**What is expected:** Using the entries below, write out the line with "bush as a reference point.", the line with "Target: river", and every line in between, exactly as each is written.

**Records to use:**
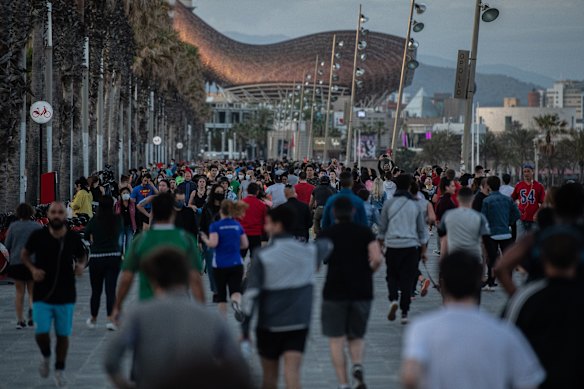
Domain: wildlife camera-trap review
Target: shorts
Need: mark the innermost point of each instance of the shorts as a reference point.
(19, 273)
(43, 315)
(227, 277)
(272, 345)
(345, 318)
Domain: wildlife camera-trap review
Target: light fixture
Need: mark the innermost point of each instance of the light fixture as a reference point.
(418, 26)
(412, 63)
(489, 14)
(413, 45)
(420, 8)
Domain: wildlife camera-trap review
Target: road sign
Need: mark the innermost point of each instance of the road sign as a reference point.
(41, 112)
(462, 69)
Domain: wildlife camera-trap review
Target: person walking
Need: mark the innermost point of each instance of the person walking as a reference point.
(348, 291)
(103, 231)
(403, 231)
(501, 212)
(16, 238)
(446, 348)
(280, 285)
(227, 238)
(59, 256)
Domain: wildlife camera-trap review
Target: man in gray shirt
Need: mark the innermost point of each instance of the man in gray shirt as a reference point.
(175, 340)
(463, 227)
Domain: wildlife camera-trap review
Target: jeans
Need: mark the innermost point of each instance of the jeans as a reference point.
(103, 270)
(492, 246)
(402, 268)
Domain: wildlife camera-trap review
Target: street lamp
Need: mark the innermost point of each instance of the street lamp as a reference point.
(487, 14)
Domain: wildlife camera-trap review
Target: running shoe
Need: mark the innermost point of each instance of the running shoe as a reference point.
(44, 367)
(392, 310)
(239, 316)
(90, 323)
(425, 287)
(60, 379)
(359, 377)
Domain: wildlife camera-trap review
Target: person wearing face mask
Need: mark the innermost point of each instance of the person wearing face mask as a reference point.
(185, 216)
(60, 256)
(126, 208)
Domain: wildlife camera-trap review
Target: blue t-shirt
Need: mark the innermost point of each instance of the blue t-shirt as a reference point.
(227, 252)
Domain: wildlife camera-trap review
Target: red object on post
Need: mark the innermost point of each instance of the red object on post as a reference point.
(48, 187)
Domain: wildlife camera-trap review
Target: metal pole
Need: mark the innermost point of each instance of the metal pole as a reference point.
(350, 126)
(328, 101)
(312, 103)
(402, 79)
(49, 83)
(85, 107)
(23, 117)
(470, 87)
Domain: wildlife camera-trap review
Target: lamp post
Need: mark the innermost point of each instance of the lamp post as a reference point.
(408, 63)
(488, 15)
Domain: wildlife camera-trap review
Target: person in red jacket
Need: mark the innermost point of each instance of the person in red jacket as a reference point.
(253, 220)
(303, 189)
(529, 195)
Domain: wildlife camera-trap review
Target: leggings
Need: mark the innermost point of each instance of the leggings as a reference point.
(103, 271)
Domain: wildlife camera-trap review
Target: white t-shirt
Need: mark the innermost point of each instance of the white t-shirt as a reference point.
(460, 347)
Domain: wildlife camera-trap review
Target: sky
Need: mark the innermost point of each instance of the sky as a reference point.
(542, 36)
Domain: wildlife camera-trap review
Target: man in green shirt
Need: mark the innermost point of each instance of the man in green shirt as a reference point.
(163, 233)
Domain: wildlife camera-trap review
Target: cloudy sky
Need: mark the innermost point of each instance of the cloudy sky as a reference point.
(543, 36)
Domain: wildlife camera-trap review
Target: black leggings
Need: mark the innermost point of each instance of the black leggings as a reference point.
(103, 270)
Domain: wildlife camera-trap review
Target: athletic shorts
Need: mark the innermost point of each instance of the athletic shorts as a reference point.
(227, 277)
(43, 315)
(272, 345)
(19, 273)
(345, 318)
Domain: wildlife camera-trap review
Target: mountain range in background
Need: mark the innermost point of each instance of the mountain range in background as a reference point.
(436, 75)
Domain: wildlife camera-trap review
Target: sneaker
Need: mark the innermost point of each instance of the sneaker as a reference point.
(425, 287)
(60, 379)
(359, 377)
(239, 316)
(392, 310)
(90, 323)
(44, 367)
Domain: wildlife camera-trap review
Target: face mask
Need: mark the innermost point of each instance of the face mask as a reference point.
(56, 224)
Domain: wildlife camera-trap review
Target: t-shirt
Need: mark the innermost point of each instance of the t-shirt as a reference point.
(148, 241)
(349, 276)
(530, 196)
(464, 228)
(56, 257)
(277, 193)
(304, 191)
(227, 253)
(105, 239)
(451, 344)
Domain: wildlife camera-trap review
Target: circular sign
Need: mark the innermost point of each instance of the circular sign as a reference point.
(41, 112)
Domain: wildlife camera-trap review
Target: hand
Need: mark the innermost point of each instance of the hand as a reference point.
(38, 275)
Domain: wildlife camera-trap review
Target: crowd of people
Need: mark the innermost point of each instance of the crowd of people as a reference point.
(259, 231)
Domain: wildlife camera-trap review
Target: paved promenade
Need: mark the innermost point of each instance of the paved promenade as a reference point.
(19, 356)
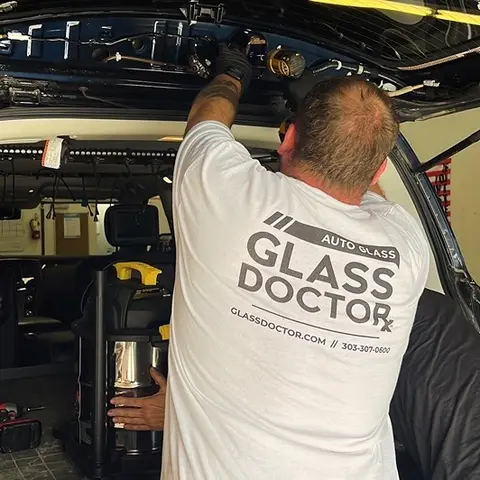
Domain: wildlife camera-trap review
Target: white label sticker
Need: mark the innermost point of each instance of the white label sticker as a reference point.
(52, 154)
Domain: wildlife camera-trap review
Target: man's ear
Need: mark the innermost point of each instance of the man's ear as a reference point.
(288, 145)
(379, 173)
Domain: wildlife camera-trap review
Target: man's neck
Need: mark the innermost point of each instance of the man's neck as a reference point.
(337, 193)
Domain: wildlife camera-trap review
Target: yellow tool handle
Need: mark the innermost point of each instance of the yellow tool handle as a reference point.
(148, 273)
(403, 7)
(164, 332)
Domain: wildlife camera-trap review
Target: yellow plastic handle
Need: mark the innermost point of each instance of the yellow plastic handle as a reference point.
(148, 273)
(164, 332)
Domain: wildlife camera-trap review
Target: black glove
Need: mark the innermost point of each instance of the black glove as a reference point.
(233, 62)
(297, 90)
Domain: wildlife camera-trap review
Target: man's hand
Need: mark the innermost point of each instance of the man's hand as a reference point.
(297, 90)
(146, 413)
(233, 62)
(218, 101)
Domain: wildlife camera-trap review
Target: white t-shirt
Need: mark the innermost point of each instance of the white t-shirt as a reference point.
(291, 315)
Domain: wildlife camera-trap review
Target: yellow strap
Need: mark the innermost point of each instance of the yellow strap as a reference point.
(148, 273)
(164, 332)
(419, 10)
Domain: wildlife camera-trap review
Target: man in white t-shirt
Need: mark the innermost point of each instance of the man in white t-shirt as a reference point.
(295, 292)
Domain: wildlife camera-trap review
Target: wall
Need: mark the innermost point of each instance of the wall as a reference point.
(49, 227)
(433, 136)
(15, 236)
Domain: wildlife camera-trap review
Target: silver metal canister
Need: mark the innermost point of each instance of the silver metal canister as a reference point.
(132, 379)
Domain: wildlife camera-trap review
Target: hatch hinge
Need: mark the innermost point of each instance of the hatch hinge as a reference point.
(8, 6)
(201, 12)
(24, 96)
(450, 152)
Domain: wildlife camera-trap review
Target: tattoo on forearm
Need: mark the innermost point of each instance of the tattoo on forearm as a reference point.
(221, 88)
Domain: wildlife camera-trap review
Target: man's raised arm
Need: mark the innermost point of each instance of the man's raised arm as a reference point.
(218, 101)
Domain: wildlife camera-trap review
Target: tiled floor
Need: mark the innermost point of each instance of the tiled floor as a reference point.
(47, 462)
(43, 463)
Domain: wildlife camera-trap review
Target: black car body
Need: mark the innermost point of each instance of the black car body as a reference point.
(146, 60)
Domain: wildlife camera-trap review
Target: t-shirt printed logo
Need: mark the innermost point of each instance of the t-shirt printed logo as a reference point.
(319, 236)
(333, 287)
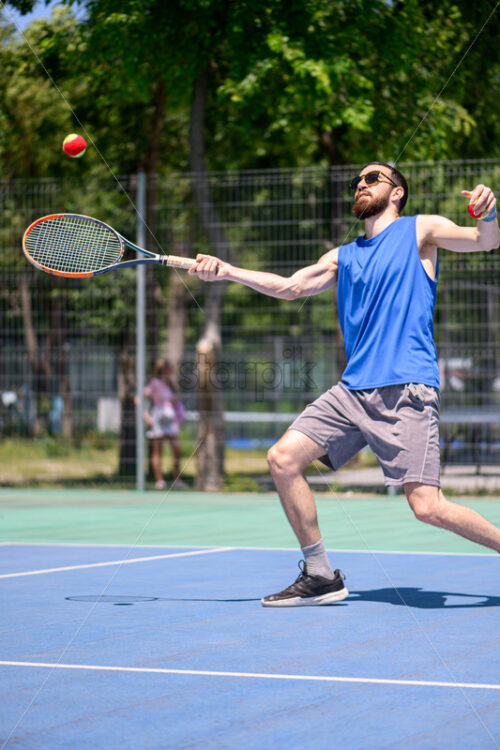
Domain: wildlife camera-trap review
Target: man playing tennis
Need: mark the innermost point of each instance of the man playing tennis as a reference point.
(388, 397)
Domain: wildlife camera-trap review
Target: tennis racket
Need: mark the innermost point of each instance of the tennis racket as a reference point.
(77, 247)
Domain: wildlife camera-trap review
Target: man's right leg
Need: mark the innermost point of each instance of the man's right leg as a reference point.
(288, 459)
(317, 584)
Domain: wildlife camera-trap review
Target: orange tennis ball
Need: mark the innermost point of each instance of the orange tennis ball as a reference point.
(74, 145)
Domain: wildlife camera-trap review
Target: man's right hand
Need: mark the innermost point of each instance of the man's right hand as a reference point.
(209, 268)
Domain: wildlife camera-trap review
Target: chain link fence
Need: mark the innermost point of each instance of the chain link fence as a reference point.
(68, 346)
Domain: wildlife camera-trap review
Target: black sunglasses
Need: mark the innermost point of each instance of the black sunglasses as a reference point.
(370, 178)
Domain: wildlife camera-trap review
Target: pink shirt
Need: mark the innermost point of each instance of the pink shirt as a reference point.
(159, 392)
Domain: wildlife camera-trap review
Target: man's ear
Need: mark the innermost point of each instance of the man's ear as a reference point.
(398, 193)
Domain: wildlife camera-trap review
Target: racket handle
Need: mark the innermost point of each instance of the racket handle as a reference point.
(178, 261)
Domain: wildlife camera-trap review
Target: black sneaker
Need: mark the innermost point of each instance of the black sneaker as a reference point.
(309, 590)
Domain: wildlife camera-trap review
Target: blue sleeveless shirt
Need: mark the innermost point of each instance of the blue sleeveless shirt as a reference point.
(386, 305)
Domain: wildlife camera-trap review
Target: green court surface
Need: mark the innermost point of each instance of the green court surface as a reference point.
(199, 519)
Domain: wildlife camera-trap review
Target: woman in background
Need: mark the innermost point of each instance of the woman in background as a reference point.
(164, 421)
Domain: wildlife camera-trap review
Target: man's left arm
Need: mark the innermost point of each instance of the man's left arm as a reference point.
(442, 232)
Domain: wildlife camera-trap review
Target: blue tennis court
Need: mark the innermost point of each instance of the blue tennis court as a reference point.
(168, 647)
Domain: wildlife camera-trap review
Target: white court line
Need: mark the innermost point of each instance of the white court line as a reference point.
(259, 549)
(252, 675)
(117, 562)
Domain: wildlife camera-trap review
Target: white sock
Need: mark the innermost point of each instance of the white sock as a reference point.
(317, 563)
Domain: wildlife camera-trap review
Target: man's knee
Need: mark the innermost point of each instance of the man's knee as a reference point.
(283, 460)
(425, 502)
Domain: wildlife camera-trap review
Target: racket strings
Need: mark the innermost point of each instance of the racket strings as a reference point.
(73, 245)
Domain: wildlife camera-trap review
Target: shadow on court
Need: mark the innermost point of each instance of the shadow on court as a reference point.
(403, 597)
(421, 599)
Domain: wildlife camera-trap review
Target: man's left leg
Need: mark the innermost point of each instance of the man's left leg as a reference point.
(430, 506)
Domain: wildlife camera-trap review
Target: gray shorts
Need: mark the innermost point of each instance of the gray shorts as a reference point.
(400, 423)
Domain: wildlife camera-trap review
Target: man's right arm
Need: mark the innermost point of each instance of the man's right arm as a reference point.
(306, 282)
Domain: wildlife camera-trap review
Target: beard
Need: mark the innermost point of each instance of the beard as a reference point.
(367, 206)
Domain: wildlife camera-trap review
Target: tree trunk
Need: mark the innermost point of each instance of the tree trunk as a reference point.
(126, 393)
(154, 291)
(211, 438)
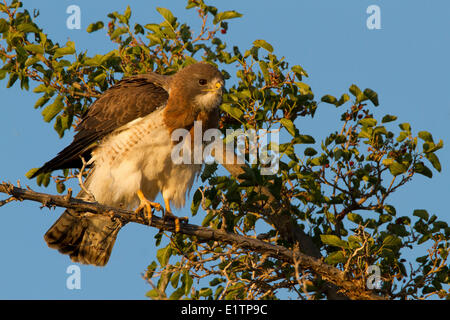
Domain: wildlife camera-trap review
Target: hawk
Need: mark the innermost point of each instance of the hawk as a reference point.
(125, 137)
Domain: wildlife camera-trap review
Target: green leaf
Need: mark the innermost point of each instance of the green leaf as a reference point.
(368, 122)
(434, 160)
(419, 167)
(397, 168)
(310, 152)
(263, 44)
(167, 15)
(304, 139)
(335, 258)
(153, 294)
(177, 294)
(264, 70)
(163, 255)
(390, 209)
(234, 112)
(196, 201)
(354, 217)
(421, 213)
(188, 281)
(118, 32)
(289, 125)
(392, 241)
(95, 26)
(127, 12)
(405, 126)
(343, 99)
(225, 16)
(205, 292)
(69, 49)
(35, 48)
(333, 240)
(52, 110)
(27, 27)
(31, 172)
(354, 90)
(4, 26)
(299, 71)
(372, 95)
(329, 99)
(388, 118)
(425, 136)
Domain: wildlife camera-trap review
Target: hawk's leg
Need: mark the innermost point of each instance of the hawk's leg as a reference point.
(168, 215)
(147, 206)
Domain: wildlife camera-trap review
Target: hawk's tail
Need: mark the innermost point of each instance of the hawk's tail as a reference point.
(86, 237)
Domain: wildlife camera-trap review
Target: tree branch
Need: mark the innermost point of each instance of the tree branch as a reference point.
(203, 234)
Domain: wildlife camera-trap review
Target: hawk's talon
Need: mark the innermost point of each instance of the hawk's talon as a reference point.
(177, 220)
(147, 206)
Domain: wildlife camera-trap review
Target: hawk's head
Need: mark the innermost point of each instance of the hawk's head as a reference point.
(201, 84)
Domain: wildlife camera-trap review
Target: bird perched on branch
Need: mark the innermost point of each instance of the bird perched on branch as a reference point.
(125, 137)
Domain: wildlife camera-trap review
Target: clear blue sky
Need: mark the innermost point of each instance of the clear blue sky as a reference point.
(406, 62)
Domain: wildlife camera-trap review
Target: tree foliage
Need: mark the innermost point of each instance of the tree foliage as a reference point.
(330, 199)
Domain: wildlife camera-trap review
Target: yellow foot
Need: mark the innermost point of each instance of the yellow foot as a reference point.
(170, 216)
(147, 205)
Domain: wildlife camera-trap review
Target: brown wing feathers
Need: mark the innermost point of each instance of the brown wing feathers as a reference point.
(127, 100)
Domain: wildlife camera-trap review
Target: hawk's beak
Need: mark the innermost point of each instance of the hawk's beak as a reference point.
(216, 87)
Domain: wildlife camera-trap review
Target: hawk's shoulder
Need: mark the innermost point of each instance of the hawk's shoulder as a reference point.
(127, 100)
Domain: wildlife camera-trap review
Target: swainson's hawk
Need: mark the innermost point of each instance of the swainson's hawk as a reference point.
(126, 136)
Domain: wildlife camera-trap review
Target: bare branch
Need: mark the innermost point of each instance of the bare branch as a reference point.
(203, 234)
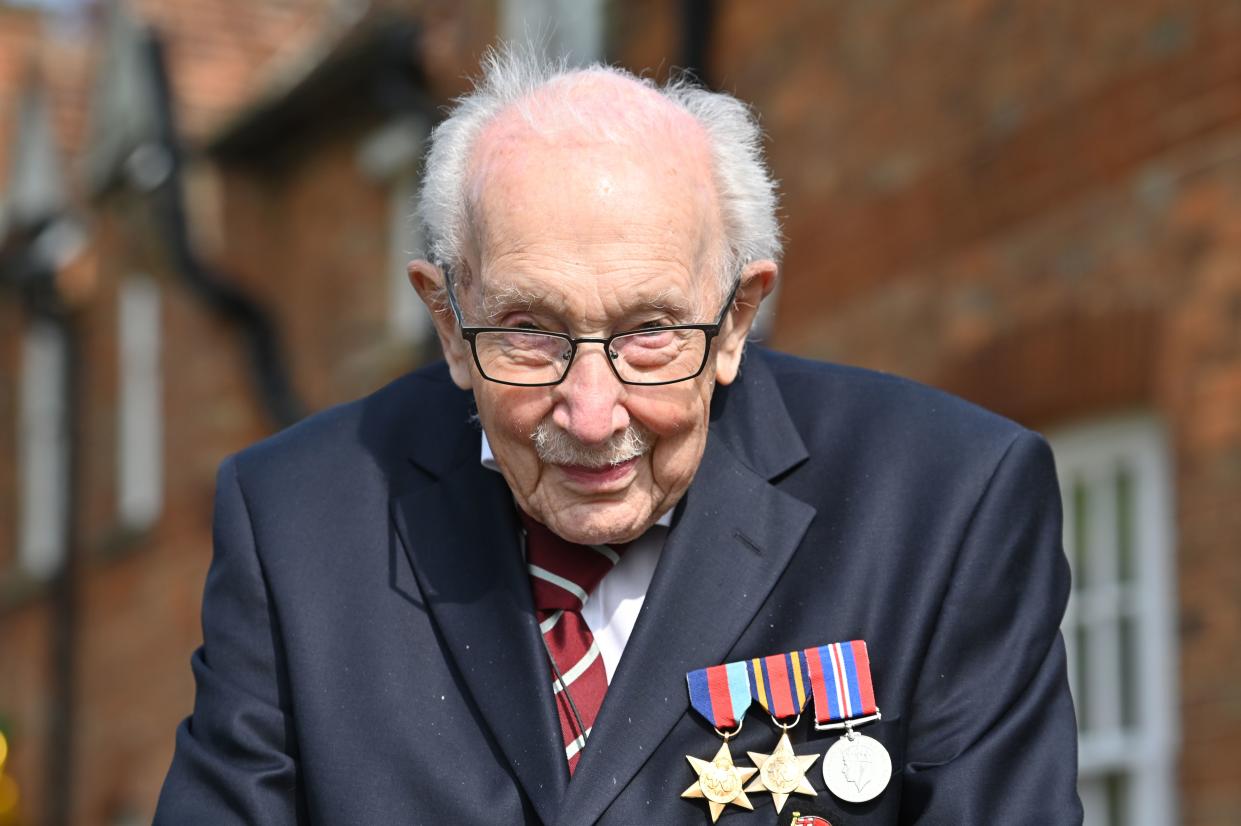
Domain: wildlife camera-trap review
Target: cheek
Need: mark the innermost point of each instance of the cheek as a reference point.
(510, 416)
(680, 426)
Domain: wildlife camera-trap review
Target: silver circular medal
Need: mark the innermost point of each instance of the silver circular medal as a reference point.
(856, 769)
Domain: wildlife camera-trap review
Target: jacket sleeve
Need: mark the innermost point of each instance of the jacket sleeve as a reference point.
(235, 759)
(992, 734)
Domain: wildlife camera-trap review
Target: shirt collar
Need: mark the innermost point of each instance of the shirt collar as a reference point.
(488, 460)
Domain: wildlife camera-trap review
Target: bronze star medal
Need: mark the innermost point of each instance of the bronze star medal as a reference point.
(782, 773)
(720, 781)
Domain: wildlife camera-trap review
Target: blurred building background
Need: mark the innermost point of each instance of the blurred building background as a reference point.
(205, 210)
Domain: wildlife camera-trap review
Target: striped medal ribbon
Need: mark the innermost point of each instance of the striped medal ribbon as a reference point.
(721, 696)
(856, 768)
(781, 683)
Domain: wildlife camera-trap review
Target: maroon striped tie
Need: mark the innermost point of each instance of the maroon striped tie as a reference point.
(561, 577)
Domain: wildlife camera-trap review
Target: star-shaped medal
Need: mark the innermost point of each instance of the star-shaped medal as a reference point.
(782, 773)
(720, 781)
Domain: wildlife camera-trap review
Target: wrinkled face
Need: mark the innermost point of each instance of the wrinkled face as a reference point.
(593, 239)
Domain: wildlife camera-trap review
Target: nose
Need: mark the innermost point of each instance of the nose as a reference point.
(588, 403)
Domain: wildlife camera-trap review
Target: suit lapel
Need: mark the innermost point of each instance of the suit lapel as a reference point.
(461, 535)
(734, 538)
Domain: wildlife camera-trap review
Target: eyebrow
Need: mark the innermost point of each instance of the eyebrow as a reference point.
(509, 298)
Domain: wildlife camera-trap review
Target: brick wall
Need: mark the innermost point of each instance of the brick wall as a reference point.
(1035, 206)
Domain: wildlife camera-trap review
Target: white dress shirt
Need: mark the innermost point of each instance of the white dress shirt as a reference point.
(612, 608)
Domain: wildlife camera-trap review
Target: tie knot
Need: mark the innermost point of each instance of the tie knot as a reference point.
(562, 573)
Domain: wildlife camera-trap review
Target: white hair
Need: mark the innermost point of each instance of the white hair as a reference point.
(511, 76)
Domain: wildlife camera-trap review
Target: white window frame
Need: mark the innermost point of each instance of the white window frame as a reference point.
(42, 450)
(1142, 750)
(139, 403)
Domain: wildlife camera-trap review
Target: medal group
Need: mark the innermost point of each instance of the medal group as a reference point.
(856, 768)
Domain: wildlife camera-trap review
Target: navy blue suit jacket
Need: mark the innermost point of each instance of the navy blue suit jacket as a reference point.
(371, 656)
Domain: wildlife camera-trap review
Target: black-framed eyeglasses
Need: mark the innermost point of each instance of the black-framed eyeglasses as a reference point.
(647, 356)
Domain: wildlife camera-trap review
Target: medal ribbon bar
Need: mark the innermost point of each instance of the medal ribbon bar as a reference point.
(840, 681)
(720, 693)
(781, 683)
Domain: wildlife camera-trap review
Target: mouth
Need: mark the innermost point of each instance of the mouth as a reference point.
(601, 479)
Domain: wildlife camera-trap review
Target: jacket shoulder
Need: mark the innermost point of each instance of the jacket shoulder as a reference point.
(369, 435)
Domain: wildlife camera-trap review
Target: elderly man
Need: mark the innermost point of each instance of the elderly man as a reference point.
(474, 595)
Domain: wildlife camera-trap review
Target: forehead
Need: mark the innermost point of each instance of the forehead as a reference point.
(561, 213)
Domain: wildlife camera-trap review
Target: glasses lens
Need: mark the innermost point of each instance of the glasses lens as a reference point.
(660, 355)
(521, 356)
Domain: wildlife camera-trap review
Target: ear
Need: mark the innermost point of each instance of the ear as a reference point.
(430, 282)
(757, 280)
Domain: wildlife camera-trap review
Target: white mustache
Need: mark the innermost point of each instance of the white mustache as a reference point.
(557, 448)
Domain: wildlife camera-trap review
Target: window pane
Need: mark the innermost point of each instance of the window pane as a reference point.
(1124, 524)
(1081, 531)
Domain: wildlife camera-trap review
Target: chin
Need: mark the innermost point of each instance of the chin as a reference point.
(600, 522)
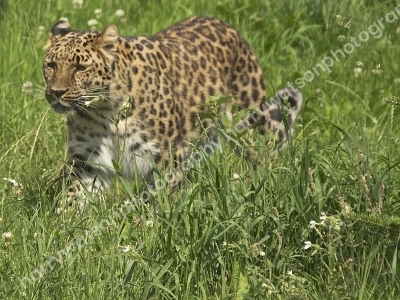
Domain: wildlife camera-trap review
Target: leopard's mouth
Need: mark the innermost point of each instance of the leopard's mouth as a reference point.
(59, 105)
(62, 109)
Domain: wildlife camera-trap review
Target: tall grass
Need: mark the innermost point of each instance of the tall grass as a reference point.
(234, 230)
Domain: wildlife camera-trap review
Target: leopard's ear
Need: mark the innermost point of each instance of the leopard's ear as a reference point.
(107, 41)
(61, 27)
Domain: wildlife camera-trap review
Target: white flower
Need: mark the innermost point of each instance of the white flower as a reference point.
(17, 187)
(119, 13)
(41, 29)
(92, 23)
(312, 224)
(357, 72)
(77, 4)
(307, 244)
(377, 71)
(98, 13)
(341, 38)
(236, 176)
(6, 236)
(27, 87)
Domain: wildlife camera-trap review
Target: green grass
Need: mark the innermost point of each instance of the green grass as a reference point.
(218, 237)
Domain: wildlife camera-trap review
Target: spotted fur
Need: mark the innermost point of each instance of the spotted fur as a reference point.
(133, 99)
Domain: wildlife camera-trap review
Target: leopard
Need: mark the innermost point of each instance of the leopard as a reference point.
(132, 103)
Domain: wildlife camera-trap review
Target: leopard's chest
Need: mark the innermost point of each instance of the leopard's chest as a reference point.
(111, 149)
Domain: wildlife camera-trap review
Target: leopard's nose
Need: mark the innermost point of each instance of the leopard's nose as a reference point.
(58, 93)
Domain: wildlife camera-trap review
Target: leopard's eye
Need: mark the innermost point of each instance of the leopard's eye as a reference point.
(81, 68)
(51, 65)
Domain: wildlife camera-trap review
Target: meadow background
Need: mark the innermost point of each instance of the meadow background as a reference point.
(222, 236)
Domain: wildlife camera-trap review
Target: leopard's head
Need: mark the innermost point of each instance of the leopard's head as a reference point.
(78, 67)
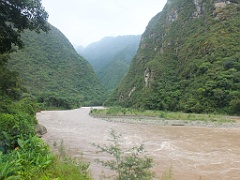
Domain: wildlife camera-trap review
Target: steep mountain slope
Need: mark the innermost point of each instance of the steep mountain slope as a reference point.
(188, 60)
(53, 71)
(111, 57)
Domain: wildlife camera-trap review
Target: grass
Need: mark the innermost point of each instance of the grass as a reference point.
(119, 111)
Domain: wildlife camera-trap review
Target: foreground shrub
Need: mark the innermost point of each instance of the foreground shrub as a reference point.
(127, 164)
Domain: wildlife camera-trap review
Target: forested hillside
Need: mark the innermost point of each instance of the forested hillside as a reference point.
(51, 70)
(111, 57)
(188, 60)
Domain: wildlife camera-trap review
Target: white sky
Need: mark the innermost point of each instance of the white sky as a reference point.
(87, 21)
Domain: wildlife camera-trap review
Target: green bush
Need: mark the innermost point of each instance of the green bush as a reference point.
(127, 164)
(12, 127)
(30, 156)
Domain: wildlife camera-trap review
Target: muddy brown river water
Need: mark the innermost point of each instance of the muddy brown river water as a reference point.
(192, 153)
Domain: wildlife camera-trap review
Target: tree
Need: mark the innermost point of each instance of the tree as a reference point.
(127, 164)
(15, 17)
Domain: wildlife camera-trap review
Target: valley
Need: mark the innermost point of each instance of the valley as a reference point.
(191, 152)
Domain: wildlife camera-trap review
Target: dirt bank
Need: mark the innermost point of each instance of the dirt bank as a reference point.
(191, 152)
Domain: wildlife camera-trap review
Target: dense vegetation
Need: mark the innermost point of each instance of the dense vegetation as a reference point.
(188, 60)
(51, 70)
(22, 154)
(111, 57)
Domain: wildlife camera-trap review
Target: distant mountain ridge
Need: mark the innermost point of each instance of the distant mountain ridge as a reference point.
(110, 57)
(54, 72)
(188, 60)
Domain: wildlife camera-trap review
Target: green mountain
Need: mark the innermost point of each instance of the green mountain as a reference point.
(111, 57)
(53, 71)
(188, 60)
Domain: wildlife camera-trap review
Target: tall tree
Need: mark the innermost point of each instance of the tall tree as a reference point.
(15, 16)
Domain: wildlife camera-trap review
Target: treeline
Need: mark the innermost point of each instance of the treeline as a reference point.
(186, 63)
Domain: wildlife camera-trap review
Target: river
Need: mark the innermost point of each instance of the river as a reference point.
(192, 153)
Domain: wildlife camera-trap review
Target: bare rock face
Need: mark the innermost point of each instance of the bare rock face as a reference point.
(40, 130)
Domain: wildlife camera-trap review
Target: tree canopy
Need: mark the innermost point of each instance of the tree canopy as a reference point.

**Completed exercise:**
Need: mark the innermost point of each instance of the green bush as a reference point.
(127, 164)
(12, 127)
(30, 156)
Domain: wildlife camera-trap review
Target: muddy brown river water
Need: mark the innermost point of each instance of the muddy brown river water as a reference point.
(192, 153)
Domain: wildlife camera-trap review
Target: tree
Need: mark the innermost point of each instance of the tree as a reference point.
(127, 164)
(15, 17)
Domain: wildlife camera-trap review
Target: valley
Need: mark the innermost point of each instance of the valley as a reference point.
(191, 152)
Domain: wildlife camera-trap review
Target: dirt bank
Need: mark the innermost point of each instance of the dirt bank as a reference point.
(191, 152)
Domain: wildlife camera-trap review
Target: dense vegetation
Need: mark the innermost point of each instance of the dense vegetation as a reference point.
(188, 60)
(51, 70)
(22, 154)
(111, 57)
Domain: wildlife camera-trap review
Target: distant mountain ridge
Need: mark the innermost point of each instance of the distant mountain ridge as a reference point.
(110, 57)
(54, 72)
(188, 60)
Domain: wildlife camera-trap review
Target: green mountain
Need: mark the innermost point of each instance of the green mountain as a reference point.
(111, 57)
(53, 71)
(188, 60)
Domain: wildlife camera-trap review
Target: tall tree
Need: mark the innermost point of each instance of the tall tree as a reference point.
(15, 16)
Domain: wildlife camera-trap review
Target: treeline
Need: mark the innermost point of each instance of the treeline as a reference point.
(186, 63)
Domain: wildlife camera-trap review
Target: river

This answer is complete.